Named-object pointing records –
--*--

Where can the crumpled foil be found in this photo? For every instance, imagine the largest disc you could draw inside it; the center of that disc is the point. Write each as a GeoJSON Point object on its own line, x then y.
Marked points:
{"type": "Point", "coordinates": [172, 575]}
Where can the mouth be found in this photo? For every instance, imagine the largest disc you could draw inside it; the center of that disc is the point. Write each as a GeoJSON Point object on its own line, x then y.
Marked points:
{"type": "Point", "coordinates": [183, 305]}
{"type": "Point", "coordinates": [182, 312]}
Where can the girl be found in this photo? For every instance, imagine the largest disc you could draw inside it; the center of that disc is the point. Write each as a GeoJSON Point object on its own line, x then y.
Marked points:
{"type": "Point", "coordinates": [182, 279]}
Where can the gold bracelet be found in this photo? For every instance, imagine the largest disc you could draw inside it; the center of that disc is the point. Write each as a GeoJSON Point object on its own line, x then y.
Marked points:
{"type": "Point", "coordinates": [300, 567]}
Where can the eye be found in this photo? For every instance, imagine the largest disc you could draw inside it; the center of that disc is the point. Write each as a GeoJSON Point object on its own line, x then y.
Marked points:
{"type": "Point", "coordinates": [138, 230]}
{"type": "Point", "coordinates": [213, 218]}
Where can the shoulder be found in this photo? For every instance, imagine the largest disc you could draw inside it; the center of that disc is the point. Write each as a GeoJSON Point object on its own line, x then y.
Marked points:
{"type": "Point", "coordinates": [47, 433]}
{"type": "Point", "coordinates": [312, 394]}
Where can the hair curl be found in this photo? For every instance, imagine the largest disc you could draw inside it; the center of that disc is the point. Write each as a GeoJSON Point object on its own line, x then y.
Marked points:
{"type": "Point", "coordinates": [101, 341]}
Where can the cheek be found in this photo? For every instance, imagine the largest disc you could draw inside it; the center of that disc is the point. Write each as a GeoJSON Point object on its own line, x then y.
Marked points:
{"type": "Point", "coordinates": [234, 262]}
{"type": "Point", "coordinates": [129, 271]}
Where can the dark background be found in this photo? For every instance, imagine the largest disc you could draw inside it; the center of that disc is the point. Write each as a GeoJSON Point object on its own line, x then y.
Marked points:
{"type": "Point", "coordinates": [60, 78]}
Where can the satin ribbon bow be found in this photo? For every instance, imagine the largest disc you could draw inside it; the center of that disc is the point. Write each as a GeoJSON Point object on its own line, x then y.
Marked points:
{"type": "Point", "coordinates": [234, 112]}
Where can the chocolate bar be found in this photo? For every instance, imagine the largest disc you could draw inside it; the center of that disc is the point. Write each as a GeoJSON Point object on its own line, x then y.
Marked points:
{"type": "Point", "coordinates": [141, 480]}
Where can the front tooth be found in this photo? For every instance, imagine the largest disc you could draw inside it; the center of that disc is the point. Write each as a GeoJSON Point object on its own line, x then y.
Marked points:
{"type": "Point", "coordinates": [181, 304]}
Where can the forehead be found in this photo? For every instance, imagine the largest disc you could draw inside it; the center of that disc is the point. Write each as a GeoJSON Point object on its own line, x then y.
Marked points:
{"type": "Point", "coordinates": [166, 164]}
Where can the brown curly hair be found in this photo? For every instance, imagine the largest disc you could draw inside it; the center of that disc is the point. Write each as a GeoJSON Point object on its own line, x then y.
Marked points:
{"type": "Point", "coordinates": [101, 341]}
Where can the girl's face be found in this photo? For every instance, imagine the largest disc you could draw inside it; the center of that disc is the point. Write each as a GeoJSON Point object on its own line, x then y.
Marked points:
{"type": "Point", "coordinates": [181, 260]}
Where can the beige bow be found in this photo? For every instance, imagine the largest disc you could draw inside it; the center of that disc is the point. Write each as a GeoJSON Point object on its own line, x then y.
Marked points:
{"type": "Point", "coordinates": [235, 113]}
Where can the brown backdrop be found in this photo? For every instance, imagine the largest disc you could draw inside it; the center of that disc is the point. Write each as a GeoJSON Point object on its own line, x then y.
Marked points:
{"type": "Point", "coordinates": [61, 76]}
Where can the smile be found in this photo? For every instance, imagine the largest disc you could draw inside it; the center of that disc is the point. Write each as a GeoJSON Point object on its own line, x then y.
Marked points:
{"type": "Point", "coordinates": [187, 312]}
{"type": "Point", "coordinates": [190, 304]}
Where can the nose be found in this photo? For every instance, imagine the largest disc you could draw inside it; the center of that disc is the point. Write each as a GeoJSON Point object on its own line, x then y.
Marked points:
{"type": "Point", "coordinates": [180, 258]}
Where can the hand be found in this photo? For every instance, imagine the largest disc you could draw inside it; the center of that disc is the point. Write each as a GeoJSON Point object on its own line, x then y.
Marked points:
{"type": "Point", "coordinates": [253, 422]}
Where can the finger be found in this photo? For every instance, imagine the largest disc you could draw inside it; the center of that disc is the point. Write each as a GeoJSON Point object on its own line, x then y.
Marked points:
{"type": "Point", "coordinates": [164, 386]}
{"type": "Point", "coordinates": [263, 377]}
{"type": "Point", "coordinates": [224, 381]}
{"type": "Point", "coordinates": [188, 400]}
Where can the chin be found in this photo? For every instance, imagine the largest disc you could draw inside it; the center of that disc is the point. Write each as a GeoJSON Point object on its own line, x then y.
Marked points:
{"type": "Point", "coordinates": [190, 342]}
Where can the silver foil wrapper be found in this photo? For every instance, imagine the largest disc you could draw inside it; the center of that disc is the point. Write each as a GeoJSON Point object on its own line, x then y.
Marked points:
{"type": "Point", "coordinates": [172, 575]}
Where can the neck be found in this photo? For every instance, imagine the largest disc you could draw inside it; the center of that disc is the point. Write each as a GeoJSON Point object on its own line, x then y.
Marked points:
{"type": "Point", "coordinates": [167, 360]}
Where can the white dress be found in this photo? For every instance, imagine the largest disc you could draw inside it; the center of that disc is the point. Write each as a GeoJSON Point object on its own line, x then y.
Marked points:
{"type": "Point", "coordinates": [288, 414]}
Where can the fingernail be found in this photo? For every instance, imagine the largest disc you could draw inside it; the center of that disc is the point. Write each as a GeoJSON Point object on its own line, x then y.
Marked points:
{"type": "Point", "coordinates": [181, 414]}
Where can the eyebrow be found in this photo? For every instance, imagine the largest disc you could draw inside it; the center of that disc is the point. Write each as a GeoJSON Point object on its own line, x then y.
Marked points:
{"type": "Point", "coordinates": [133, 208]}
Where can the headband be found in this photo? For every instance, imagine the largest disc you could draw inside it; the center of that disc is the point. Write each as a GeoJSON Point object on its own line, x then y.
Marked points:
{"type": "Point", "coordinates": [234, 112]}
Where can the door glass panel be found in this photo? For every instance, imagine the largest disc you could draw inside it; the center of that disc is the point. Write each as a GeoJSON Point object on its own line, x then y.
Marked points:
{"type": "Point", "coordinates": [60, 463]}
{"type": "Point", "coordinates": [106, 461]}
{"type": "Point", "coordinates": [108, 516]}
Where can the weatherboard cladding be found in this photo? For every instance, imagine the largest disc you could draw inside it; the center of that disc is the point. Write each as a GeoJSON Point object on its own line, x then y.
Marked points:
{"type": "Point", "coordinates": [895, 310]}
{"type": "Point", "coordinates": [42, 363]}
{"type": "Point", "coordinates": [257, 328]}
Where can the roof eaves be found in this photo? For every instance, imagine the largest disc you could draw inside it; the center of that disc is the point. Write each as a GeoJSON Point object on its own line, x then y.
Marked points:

--*--

Rewrite the records above, replacing "disc" with "circle" everywhere and leaving everything else unchanged.

Where can the crumpled foil be found in this photo? For every instance, imagine the largest circle you could draw inside it; the center of that circle is the point. Write each as a GeoJSON Point object on its own line, x then y.
Marked points:
{"type": "Point", "coordinates": [172, 575]}
Where can the mouth be found in this photo? For every instance, imagine the largest circle you could draw inside it; the center of that circle is the point. Write each as a GeoJSON Point object on its own line, x then y.
Marked points:
{"type": "Point", "coordinates": [183, 305]}
{"type": "Point", "coordinates": [182, 312]}
Where can the girl be found in this photo? For every instance, imagine the largest circle you could draw inside it; the center of that circle is the point. Write each as a GeoJSON Point object on its own line, x then y.
Marked points:
{"type": "Point", "coordinates": [182, 279]}
Where can the gold bracelet be found in this photo? For every instance, imagine the largest circle you could draw inside it; the center of that circle is the point. Write each as a GeoJSON Point object on its own line, x then y.
Marked points:
{"type": "Point", "coordinates": [300, 567]}
Where can the eye be found in this photo? For every instance, imagine the largest circle you could draw inside it; the center of that circle is the point. Write each as a GeoJSON Point object on its own line, x then y.
Marked points:
{"type": "Point", "coordinates": [138, 230]}
{"type": "Point", "coordinates": [213, 218]}
Where can the shoulder be found in this photo? For every instance, imagine the largest circle you could draw inside it; the center of that circle is the point. Write each as a GeoJSON Point object on its own line, x then y.
Marked points:
{"type": "Point", "coordinates": [47, 433]}
{"type": "Point", "coordinates": [312, 394]}
Where can the hair curl be found in this photo? For every instance, imagine the largest circle you could draw inside it; the center of that circle is the point. Write each as a GeoJSON Point object on its own line, x then y.
Marked points:
{"type": "Point", "coordinates": [101, 341]}
Where can the cheek be found in this photo? For every instance, imagine the largest circle you could draw inside it; the center of that circle is the point. Write each as a GeoJSON Point object on its own line, x then y.
Marked points:
{"type": "Point", "coordinates": [234, 262]}
{"type": "Point", "coordinates": [129, 271]}
Where can the dark background be found in this photo? For every instance, imagine the largest circle you could draw inside it; the center of that circle is the point. Write each as a GeoJSON Point object on its own line, x then y.
Marked points:
{"type": "Point", "coordinates": [60, 78]}
Where can the satin ribbon bow be found in this photo? For every instance, imagine the largest circle you could draw inside it; the center of that circle is the point. Write each as a GeoJSON Point object on its own line, x then y.
Marked points:
{"type": "Point", "coordinates": [234, 112]}
Where can the chocolate bar be found in this photo? For every instance, imagine the largest circle you could draw inside it; the center of that circle is the point. Write each as a GeoJSON Point object on its own line, x then y.
Marked points:
{"type": "Point", "coordinates": [141, 480]}
Where can the front tooth be found in this photo? For every instance, imagine the largest circle you could draw inside it; the center of that circle is the point. Write each as a GeoJSON Point object on its own line, x then y.
Marked points:
{"type": "Point", "coordinates": [181, 304]}
Where can the forehead be found in this photo? For every instance, imagine the largest circle you could draw inside it; the center of that circle is the point. Write each as a GeoJSON Point object on its own line, x then y.
Marked points:
{"type": "Point", "coordinates": [166, 164]}
Where can the brown curly hair be found in this photo? For every instance, imagine the largest circle you could draw inside it; the center of that circle is the point. Write each as a GeoJSON Point object on its own line, x then y.
Marked points:
{"type": "Point", "coordinates": [101, 341]}
Where can the girl's face be found in this photo? For every instance, imagine the largest circle you could draw inside it; the center of that circle is the point. Write each as a GeoJSON Point object on its own line, x then y.
Marked points:
{"type": "Point", "coordinates": [181, 260]}
Where can the beige bow be found in this photo? For every instance, imagine the largest circle you could draw inside it; the center of that circle is the point. Write each as a GeoJSON Point object on its own line, x then y.
Marked points:
{"type": "Point", "coordinates": [235, 113]}
Where can the brown backdrop be found in this photo? For every instance, imagine the largest circle you could draw inside it; the center of that circle is the point. Write each as a GeoJSON Point object on its own line, x then y.
Marked points:
{"type": "Point", "coordinates": [61, 76]}
Where can the smile be found in this photo? For every instance, imagine the largest circle you could draw inside it; the center of that circle is the point. Write each as a GeoJSON Point object on its own line, x then y.
Marked points:
{"type": "Point", "coordinates": [187, 312]}
{"type": "Point", "coordinates": [190, 304]}
Where can the nose be found in this photo? For every instance, imagine the largest circle you could draw inside it; the center of that circle is the point. Write each as a GeoJSON Point object on its own line, x then y.
Marked points:
{"type": "Point", "coordinates": [180, 258]}
Where can the hand be found in this photo? For every instance, imagine the largest circle you could draw inside it; the center of that circle is the point. Write each as a GeoJSON Point object on its own line, x then y.
Marked points:
{"type": "Point", "coordinates": [253, 422]}
Where can the finger be found in this photo? For every instance, imagine the largest circle you could draw inside it; the center of that circle is the point. Write each as a GeoJSON Point object on its own line, x then y.
Marked points:
{"type": "Point", "coordinates": [164, 386]}
{"type": "Point", "coordinates": [263, 377]}
{"type": "Point", "coordinates": [224, 381]}
{"type": "Point", "coordinates": [188, 400]}
Where can the chin be found in this photo? For every instance, imagine the largest circle you could draw inside it; the center of that circle is the point. Write each as a GeoJSON Point object on its own line, x then y.
Marked points:
{"type": "Point", "coordinates": [190, 342]}
Where can the silver foil wrapper be found in this photo? For every instance, imagine the largest circle you could draw inside it; the center of that circle is the point. Write each as a GeoJSON Point object on its own line, x then y.
Marked points:
{"type": "Point", "coordinates": [172, 575]}
Where can the neck be found in this photo? For every instance, imagine the largest circle you could draw inside it; the center of that circle is the point. Write each as a GeoJSON Point object on its own line, x then y.
Marked points:
{"type": "Point", "coordinates": [167, 360]}
Where can the white dress be found in this photo? For every instance, imagine the largest circle you could draw inside it; the center of that circle is the point. Write each as a GeoJSON Point object on its own line, x then y.
Marked points:
{"type": "Point", "coordinates": [288, 414]}
Where can the fingernail be found in this photo? For every instance, imagine the largest circle you could draw inside it; the center of that circle is the point. Write each as a GeoJSON Point object on its own line, x then y.
Marked points:
{"type": "Point", "coordinates": [181, 414]}
Where can the eyebrow be found in this photo? For every instance, imagine the largest circle you could draw inside it; the center of that circle is the point. Write each as a GeoJSON Point object on its own line, x then y.
Marked points:
{"type": "Point", "coordinates": [133, 208]}
Where can the headband be found in this photo? For every instance, imagine the largest circle you could draw inside it; the center of that circle is the point. Write each as a GeoJSON Point object on its own line, x then y.
Marked points:
{"type": "Point", "coordinates": [234, 112]}
Where can the door glass panel be found in this photo? For every instance, imagine the largest circle you could draw inside it; the center of that circle is the point. Write each as a GeoJSON Point object on its own line, x then y.
Marked points:
{"type": "Point", "coordinates": [60, 463]}
{"type": "Point", "coordinates": [106, 461]}
{"type": "Point", "coordinates": [108, 516]}
Where can the weatherboard cladding be found in this photo? For every instance, imagine the largest circle you could draw inside it; the center of that circle is the point. Write each as a GeoJSON Point object on its own line, x then y.
Marked points:
{"type": "Point", "coordinates": [895, 310]}
{"type": "Point", "coordinates": [42, 363]}
{"type": "Point", "coordinates": [257, 328]}
Where can the roof eaves be found in this photo? For every instance, imagine the largest circle you could draw inside it; the center of that circle is the point. Write each as a GeoJSON Point object on its own line, x then y.
Marked points:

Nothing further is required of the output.